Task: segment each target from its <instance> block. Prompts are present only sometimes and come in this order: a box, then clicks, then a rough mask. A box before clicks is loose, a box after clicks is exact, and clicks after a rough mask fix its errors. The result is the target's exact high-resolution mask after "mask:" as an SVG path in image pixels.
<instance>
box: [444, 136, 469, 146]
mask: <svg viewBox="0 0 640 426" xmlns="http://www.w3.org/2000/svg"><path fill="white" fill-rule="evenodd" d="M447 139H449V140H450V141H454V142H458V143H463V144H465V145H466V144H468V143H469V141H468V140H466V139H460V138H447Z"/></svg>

* * *

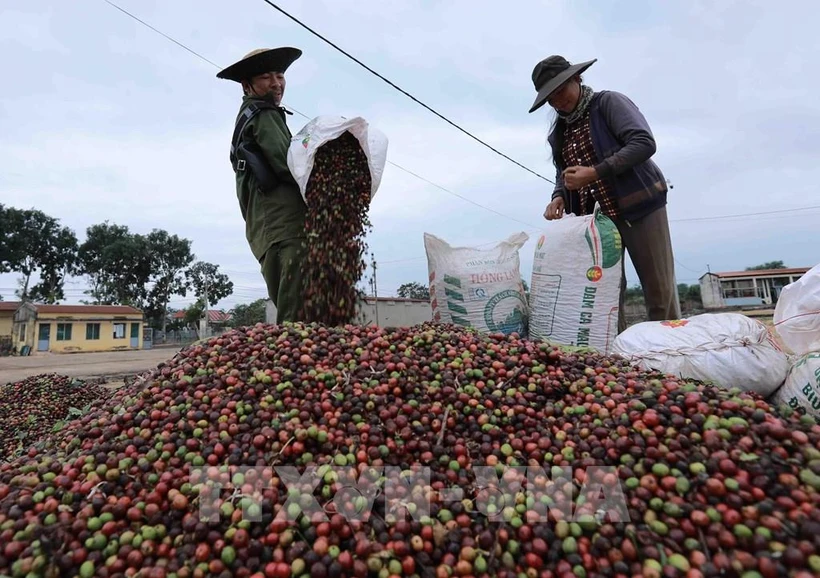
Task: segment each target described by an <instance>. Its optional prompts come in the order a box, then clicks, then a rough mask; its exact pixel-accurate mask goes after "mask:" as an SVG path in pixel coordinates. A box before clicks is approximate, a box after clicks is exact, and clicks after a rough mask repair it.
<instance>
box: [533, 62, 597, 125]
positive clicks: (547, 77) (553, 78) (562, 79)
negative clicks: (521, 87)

...

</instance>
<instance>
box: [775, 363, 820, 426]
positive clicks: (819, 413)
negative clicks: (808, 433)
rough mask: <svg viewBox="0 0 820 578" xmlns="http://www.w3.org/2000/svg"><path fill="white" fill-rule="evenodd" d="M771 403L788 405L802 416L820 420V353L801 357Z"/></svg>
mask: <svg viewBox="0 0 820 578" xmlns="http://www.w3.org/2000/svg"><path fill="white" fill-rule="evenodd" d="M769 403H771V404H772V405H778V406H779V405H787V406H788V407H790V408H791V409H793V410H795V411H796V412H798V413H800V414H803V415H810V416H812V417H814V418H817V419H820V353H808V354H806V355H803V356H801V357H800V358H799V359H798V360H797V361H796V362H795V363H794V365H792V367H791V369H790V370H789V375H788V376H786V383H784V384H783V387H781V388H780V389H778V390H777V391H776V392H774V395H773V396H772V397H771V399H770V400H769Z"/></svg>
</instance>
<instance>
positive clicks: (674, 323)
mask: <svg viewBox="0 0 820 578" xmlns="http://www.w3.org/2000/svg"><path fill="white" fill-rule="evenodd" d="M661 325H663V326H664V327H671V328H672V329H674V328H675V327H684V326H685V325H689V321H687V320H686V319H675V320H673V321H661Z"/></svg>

Exercise prompt:
Wherever a line in the data above holds "after", copy that line.

Output for this task:
Task: segment each target from its <instance> block. Prompts are present only sometimes and come in this order: a box, then clicks, then a rough mask. A box before clicks is loose, a box after clicks is exact, and clicks after a rough mask fix its errors. The result is the target's exact high-resolution mask after "mask:" as an SVG path in image pixels.
Task: segment each target described by an <instance>. Its optional prompts come in the order a box, then clicks, then a rough mask; its exact pixel-accurate mask goes after "mask:" as an SVG path in pixel coordinates. A box before clicks is approximate, a box after clicks is exact, and clicks after a rough mask repair it.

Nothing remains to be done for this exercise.